RECORDS FOR THE TASK below:

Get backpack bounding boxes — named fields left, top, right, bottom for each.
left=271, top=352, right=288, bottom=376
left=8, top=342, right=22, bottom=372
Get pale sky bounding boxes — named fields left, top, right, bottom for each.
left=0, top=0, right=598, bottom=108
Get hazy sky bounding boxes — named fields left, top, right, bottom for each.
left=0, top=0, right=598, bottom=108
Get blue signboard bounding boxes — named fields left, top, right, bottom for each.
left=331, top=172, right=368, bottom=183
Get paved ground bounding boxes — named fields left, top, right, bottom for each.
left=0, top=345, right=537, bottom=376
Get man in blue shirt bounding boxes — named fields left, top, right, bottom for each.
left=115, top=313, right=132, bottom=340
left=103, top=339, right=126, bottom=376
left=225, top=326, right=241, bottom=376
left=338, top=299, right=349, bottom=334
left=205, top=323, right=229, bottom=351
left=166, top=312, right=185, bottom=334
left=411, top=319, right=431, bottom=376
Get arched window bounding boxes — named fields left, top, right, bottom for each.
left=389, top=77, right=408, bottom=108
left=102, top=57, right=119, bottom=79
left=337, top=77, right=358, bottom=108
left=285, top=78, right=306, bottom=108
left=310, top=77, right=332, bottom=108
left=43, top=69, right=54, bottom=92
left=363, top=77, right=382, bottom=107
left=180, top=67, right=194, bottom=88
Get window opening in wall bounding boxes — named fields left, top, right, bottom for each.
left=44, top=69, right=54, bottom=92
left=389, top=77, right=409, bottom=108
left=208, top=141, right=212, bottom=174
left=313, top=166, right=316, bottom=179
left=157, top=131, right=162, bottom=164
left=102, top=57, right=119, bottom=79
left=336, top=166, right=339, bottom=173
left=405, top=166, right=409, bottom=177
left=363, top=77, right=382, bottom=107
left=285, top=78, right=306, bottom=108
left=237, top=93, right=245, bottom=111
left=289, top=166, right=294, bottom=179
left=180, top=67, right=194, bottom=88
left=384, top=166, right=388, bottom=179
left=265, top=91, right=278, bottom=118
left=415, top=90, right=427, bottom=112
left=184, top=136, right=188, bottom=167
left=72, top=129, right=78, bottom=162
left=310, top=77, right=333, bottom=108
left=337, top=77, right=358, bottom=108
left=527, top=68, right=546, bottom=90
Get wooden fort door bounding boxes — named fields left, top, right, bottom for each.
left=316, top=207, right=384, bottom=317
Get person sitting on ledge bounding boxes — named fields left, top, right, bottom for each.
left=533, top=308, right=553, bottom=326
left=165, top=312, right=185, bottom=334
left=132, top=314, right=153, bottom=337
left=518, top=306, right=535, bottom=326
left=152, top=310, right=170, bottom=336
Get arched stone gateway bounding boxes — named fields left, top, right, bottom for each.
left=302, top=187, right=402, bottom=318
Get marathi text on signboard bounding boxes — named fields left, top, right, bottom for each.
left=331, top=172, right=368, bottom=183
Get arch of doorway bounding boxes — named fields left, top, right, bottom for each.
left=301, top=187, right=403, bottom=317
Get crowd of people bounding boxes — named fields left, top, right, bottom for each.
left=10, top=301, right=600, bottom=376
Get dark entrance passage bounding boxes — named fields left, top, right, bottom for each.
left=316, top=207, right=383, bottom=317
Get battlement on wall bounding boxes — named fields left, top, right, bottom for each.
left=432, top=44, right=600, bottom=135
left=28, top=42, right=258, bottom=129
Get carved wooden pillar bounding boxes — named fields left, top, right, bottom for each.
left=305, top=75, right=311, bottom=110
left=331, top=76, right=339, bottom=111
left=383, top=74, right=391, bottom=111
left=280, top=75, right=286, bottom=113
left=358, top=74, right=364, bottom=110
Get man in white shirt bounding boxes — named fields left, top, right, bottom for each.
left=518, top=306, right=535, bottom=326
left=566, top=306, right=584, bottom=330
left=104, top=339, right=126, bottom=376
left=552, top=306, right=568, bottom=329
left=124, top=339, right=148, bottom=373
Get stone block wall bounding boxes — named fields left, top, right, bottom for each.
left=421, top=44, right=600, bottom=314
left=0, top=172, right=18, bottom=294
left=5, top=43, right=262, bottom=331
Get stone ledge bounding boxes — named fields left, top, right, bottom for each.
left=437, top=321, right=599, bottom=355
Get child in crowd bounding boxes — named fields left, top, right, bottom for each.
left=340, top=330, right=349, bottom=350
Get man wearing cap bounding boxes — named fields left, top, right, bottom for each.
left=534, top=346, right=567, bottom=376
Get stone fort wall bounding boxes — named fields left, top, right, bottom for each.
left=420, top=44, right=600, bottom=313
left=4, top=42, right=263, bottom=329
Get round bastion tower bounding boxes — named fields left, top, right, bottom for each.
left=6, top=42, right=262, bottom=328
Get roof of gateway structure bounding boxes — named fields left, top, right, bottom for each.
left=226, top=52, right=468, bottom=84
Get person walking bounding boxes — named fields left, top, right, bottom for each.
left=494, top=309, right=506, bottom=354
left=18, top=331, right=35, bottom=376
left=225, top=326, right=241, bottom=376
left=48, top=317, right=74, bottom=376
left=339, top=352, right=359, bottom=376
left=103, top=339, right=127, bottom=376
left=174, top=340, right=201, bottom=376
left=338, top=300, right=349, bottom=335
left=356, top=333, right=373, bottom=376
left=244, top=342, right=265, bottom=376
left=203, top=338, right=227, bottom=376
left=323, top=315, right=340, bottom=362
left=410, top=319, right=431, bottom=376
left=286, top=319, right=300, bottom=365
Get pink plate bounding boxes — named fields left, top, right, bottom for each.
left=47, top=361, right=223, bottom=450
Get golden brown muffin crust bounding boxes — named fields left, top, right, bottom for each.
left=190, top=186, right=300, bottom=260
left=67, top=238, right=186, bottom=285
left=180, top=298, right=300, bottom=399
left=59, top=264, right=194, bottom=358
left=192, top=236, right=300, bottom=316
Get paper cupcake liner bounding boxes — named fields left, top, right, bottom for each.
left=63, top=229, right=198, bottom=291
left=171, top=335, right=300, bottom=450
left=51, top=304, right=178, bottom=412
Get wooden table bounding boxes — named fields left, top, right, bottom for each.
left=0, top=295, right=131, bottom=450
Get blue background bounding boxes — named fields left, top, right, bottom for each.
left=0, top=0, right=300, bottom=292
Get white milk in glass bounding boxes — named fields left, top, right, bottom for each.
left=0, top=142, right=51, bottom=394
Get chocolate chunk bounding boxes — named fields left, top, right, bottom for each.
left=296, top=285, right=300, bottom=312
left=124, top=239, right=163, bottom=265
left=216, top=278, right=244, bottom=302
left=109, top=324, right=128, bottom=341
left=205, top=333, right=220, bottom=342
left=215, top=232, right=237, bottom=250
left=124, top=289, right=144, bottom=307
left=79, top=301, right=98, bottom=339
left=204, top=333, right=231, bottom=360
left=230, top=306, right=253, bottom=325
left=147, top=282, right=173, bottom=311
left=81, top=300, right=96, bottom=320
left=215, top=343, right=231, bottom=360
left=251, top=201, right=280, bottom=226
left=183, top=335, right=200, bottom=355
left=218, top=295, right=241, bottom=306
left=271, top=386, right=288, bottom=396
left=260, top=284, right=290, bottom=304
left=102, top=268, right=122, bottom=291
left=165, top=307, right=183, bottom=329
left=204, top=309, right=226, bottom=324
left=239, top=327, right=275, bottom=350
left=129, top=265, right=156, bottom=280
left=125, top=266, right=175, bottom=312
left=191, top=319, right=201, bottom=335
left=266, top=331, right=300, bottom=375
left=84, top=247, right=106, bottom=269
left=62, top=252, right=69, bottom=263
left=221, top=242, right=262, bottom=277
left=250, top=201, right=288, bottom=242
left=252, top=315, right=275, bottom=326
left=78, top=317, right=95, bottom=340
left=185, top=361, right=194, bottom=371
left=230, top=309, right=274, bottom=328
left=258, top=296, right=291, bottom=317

End of RECORDS FOR THE TASK.

The records above must be transcribed line for line, exactly.

## RESULT FOR THIS TASK
Get backpack bounding boxes — named fields left, top, right, bottom for each.
left=271, top=352, right=288, bottom=376
left=8, top=342, right=22, bottom=372
Get pale sky bounding boxes — named fields left, top, right, bottom for each.
left=0, top=0, right=598, bottom=108
Get hazy sky bounding boxes — named fields left, top, right, bottom for each.
left=0, top=0, right=598, bottom=108
Get blue signboard bounding boxes — named fields left, top, right, bottom for each.
left=331, top=172, right=368, bottom=183
Get paved ground bounding boxes — named fields left, top, right, bottom for each.
left=0, top=345, right=537, bottom=376
Get man in blue shirt bounding boxes — named fields left, top, right, bottom for each.
left=115, top=313, right=132, bottom=340
left=103, top=339, right=126, bottom=376
left=225, top=326, right=241, bottom=376
left=338, top=299, right=349, bottom=334
left=205, top=323, right=229, bottom=351
left=166, top=312, right=185, bottom=334
left=411, top=319, right=431, bottom=376
Get arched window bounding boxes — named fields left, top, right, bottom for each.
left=389, top=77, right=408, bottom=108
left=102, top=57, right=119, bottom=79
left=337, top=77, right=358, bottom=108
left=285, top=78, right=306, bottom=108
left=310, top=77, right=332, bottom=108
left=43, top=69, right=54, bottom=92
left=363, top=77, right=382, bottom=107
left=180, top=67, right=194, bottom=88
Get window opening in wall bounding boxes — named fields left, top, right, bottom for each.
left=44, top=69, right=54, bottom=92
left=389, top=77, right=409, bottom=108
left=208, top=141, right=212, bottom=174
left=313, top=166, right=316, bottom=179
left=157, top=131, right=162, bottom=164
left=102, top=57, right=119, bottom=79
left=336, top=166, right=339, bottom=173
left=405, top=166, right=409, bottom=177
left=363, top=77, right=382, bottom=107
left=285, top=78, right=306, bottom=108
left=237, top=93, right=245, bottom=111
left=289, top=166, right=294, bottom=179
left=180, top=67, right=194, bottom=88
left=384, top=166, right=388, bottom=179
left=265, top=91, right=278, bottom=118
left=415, top=90, right=427, bottom=112
left=184, top=136, right=188, bottom=167
left=72, top=129, right=78, bottom=162
left=310, top=77, right=333, bottom=108
left=337, top=77, right=358, bottom=108
left=527, top=68, right=546, bottom=90
Get wooden fort door bounding boxes — named fields left, top, right, bottom for each.
left=316, top=207, right=384, bottom=317
Get person sitting on ledge bounding boxes — named fields left, top, right, bottom for each.
left=533, top=308, right=553, bottom=326
left=165, top=312, right=185, bottom=334
left=132, top=314, right=153, bottom=337
left=518, top=306, right=535, bottom=326
left=152, top=310, right=170, bottom=336
Get arched stone gateway bounding boxes — named fields left, top, right, bottom for each.
left=302, top=187, right=402, bottom=318
Get marathi text on signboard bounding boxes — named fields left, top, right, bottom for each.
left=331, top=172, right=368, bottom=183
Get arch of doorway bounding boxes — named fields left, top, right, bottom for each.
left=301, top=187, right=403, bottom=317
Get crowd of people bounding boxes — named fields left, top, right, bottom for each.
left=10, top=301, right=600, bottom=376
Get dark entrance passage bounding boxes — named fields left, top, right, bottom for each.
left=316, top=207, right=383, bottom=317
Get battlement on wall bounding boxes — named fields left, top, right, bottom for each.
left=432, top=44, right=600, bottom=135
left=28, top=42, right=258, bottom=129
Get carved wooden pillar bounding boxes — named fields left, top, right, bottom for each.
left=305, top=75, right=311, bottom=110
left=331, top=76, right=339, bottom=111
left=383, top=74, right=391, bottom=111
left=280, top=75, right=286, bottom=113
left=358, top=74, right=364, bottom=110
Get man in white shirt bounding boxes — named fields left, top, right, bottom for each.
left=518, top=306, right=535, bottom=326
left=566, top=306, right=584, bottom=330
left=104, top=339, right=126, bottom=376
left=552, top=306, right=568, bottom=329
left=124, top=339, right=148, bottom=373
Get stone block wall bounding boxes — named fields left, top, right, bottom for each.
left=421, top=44, right=600, bottom=314
left=0, top=172, right=18, bottom=294
left=5, top=43, right=262, bottom=331
Get stone ledge bounding boxes — named fields left, top, right, bottom for each.
left=437, top=321, right=599, bottom=355
Get child in crowd bounding boxes — named fields left, top, right, bottom for each.
left=340, top=330, right=349, bottom=350
Get man wearing cap bounding boxes — named fields left, top, right, bottom for each.
left=534, top=346, right=567, bottom=376
Get stone fort wall bounding boxes — named fields left, top, right, bottom for each.
left=420, top=44, right=600, bottom=313
left=4, top=42, right=263, bottom=329
Get round bastion tower bounding boxes — named fields left, top, right, bottom for each.
left=6, top=42, right=262, bottom=328
Get roof of gateway structure bounding boxes — named fields left, top, right, bottom for each.
left=226, top=52, right=468, bottom=84
Get person walking bounding boxes — named fields left, top, right, bottom for each.
left=494, top=309, right=506, bottom=354
left=18, top=331, right=35, bottom=376
left=225, top=326, right=241, bottom=376
left=48, top=317, right=74, bottom=376
left=339, top=352, right=359, bottom=376
left=103, top=339, right=127, bottom=376
left=174, top=340, right=201, bottom=376
left=338, top=300, right=349, bottom=335
left=356, top=333, right=373, bottom=376
left=244, top=342, right=265, bottom=376
left=203, top=338, right=227, bottom=376
left=323, top=315, right=340, bottom=362
left=410, top=319, right=431, bottom=376
left=286, top=319, right=300, bottom=365
Get pink plate bounding boxes — named fields left, top, right, bottom for each.
left=47, top=361, right=223, bottom=450
Get golden brown muffin crust bounding boxes — named fields left, top, right, bottom for each.
left=190, top=186, right=300, bottom=260
left=67, top=238, right=186, bottom=285
left=180, top=298, right=300, bottom=399
left=59, top=264, right=194, bottom=358
left=192, top=236, right=300, bottom=316
Get paper cupcake liner bounding boxes — named fields left, top, right, bottom for each.
left=63, top=229, right=198, bottom=291
left=171, top=335, right=300, bottom=450
left=51, top=304, right=178, bottom=412
Get wooden table bounding boxes — named fields left, top, right, bottom for each.
left=0, top=295, right=131, bottom=450
Get blue background bounding boxes — named fields left, top, right, bottom for each.
left=0, top=0, right=300, bottom=292
Get white milk in glass bounding boxes — named fields left, top, right, bottom for each.
left=0, top=142, right=51, bottom=394
Get chocolate chunk bounding boxes — named fields left, top, right, bottom for each.
left=296, top=285, right=300, bottom=312
left=124, top=239, right=163, bottom=265
left=216, top=278, right=244, bottom=302
left=109, top=324, right=128, bottom=341
left=205, top=333, right=220, bottom=342
left=215, top=232, right=237, bottom=250
left=124, top=289, right=144, bottom=307
left=79, top=301, right=98, bottom=339
left=204, top=333, right=231, bottom=360
left=230, top=306, right=253, bottom=325
left=147, top=282, right=173, bottom=311
left=81, top=300, right=96, bottom=320
left=215, top=343, right=231, bottom=360
left=251, top=201, right=280, bottom=226
left=183, top=335, right=200, bottom=355
left=218, top=295, right=241, bottom=306
left=271, top=386, right=288, bottom=396
left=260, top=284, right=290, bottom=304
left=102, top=268, right=122, bottom=291
left=165, top=307, right=183, bottom=329
left=204, top=309, right=226, bottom=324
left=239, top=327, right=275, bottom=350
left=129, top=265, right=156, bottom=280
left=125, top=266, right=175, bottom=312
left=191, top=319, right=201, bottom=335
left=266, top=331, right=300, bottom=375
left=84, top=247, right=106, bottom=269
left=62, top=252, right=69, bottom=263
left=221, top=242, right=262, bottom=277
left=250, top=201, right=288, bottom=242
left=252, top=315, right=275, bottom=326
left=78, top=317, right=95, bottom=340
left=185, top=361, right=194, bottom=371
left=230, top=309, right=274, bottom=328
left=258, top=296, right=291, bottom=317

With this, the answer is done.